## Requirements
In every one of the items, replace "Place a dot" with "Put a marker" and keep everything else the same. Leave the pictures out of your answer.

## Data for the task
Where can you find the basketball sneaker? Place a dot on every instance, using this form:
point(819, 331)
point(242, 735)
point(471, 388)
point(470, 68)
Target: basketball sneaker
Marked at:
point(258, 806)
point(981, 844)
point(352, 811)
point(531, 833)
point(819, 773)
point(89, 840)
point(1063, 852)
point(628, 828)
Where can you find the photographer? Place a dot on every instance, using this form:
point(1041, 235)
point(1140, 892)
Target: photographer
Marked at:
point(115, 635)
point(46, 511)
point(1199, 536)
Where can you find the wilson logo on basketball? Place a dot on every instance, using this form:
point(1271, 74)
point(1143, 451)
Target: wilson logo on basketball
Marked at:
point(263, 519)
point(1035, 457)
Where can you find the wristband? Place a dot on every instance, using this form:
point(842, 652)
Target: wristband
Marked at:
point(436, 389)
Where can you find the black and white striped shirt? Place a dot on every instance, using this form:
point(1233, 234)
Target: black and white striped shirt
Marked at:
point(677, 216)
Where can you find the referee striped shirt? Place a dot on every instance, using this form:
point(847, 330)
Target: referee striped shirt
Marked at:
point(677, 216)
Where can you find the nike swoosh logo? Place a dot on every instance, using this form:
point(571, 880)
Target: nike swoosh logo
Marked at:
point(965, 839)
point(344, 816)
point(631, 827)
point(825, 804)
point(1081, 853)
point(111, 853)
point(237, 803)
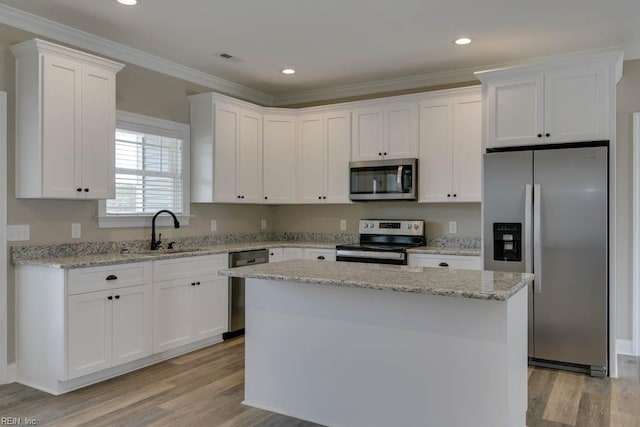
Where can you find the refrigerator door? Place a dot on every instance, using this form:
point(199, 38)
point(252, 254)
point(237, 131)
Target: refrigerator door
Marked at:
point(571, 285)
point(507, 198)
point(506, 178)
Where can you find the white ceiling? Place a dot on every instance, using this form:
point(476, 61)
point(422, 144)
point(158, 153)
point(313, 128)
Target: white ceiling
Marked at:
point(349, 43)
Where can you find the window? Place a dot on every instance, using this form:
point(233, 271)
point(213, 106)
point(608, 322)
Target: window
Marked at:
point(152, 158)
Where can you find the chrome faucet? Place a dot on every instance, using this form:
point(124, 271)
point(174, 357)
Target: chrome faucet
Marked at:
point(156, 244)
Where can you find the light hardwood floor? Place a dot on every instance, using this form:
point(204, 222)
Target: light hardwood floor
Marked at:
point(206, 387)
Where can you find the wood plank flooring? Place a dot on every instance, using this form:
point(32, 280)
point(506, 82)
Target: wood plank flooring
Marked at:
point(206, 387)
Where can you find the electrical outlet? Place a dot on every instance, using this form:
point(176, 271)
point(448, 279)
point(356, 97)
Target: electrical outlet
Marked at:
point(18, 233)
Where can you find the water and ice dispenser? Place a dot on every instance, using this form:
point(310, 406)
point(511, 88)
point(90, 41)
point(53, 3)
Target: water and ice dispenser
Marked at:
point(507, 241)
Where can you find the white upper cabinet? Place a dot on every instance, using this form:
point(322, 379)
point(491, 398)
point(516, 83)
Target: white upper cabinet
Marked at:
point(552, 103)
point(279, 158)
point(226, 151)
point(323, 157)
point(385, 131)
point(451, 147)
point(65, 133)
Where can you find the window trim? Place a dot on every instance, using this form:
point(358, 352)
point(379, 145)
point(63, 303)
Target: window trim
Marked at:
point(141, 123)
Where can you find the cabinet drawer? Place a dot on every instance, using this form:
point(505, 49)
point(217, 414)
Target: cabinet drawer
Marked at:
point(169, 269)
point(92, 279)
point(452, 261)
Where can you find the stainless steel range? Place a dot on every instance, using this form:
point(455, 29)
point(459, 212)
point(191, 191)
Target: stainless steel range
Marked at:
point(383, 241)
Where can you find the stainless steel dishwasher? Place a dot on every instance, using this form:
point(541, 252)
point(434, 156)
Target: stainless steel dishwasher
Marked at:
point(236, 288)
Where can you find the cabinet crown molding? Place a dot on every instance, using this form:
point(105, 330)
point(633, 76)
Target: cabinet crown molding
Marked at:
point(39, 46)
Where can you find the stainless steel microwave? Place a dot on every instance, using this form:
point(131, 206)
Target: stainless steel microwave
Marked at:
point(394, 179)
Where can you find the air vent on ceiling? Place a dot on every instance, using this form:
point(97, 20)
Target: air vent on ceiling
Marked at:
point(227, 57)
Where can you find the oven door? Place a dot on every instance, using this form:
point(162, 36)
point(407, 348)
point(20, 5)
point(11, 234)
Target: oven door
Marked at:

## Response to the exercise
Where can you find the basketball sneaker? Put a marker on every instance, using this form:
point(819, 331)
point(242, 735)
point(471, 388)
point(470, 68)
Target: basketball sneaker
Marked at:
point(258, 806)
point(981, 844)
point(352, 811)
point(531, 833)
point(819, 773)
point(89, 840)
point(1063, 852)
point(628, 828)
Where can you find the photographer? Put a marker on every instance, using this form:
point(1041, 235)
point(1140, 892)
Target: photographer
Marked at:
point(115, 635)
point(46, 511)
point(1199, 536)
Where can you find the wilson logo on basketball? Put a marker on every instance, using this form:
point(1271, 74)
point(1143, 451)
Target: wilson logo on basketball
Marked at:
point(263, 519)
point(1035, 457)
Where can you find the wristband? Put a marker on every instance, using this form:
point(842, 652)
Target: wristband
Marked at:
point(436, 389)
Where can you find the black and white striped shirt? Put a marker on every instance, using this form:
point(1233, 234)
Target: black and white striped shirt
Marked at:
point(677, 216)
Where can you find the referee striped shirt? Put a marker on every instance, using this form:
point(847, 330)
Target: referee striped shirt
Marked at:
point(677, 216)
Where can you find the nike swoosh logo? Put a marker on every instance, using this form:
point(571, 880)
Target: nike swoosh logo
Marked at:
point(965, 839)
point(344, 816)
point(631, 827)
point(825, 804)
point(1081, 853)
point(111, 853)
point(237, 803)
Where can you find the refrigerator door? Put a marker on every instance, using this form:
point(199, 38)
point(252, 254)
point(237, 131)
Target: refrigerator door
Marked at:
point(571, 285)
point(507, 198)
point(506, 178)
Where can you find the white ceiling? Put a marker on every instance, using this form:
point(476, 61)
point(422, 144)
point(158, 153)
point(313, 128)
Target: white ceiling
Marked at:
point(349, 43)
Where can you find the window? Put a marker on every instance, using this form:
point(233, 271)
point(213, 106)
point(608, 322)
Target: window
Marked at:
point(152, 158)
Where can you find the chrome faucet? Put a marker on every instance, using this form:
point(124, 271)
point(174, 357)
Target: chrome faucet
Marked at:
point(156, 244)
Where can you find the light hardwood floor? Put a marker on every instance, using this form:
point(204, 222)
Target: light hardwood floor
Marked at:
point(206, 387)
Where can you find the wood plank flooring? Put a marker on every instance, using this form:
point(32, 280)
point(506, 82)
Target: wood plank flooring
Marked at:
point(206, 387)
Where can you find the electrical outlet? Put a marker on every instance, using this form:
point(176, 271)
point(448, 279)
point(356, 97)
Target: electrical outlet
Marked at:
point(18, 233)
Where can you find the water and ice dispenser? Put a marker on every instance, using this form:
point(310, 406)
point(511, 88)
point(90, 41)
point(53, 3)
Target: water and ice dispenser
Marked at:
point(507, 241)
Where can you find the white upper cabinet? Put a marker on every instance, using this form:
point(322, 379)
point(491, 398)
point(516, 83)
Target: white upper cabinet
Marked at:
point(552, 103)
point(279, 158)
point(226, 151)
point(323, 157)
point(385, 131)
point(451, 147)
point(65, 133)
Where can you find the window trim? Put a marker on every instance, using this form:
point(358, 352)
point(379, 145)
point(63, 303)
Target: window trim
Marked at:
point(141, 123)
Where can you find the cabinet drawer? Put a marker on every instance, using this form:
point(505, 49)
point(217, 414)
Target: cabinet drawer
Marked at:
point(169, 269)
point(92, 279)
point(452, 261)
Where can you find the stainless steel range? Put a marker on every instance, using this form:
point(455, 29)
point(459, 212)
point(191, 191)
Target: stainless steel range
Marked at:
point(383, 241)
Where can you find the stainless steel dishwasher? Put a marker on every instance, using this form:
point(541, 252)
point(434, 156)
Target: stainless steel dishwasher
Marked at:
point(236, 288)
Where can you find the cabinet crown molding? Put a marker on every instance, using this form:
point(105, 330)
point(633, 76)
Target: cabinet crown molding
Marked at:
point(39, 46)
Where can you find the stainless steel microwave? Put a marker on every instance, using this form:
point(131, 206)
Target: stainless steel microwave
Marked at:
point(394, 179)
Where can you find the air vent on ceiling? Put a marker on every instance, using this form:
point(97, 20)
Target: air vent on ceiling
Marked at:
point(227, 57)
Where can you find the oven door? Put a marker on every instance, using this form:
point(162, 36)
point(407, 348)
point(20, 5)
point(11, 234)
Target: oven door
Marked at:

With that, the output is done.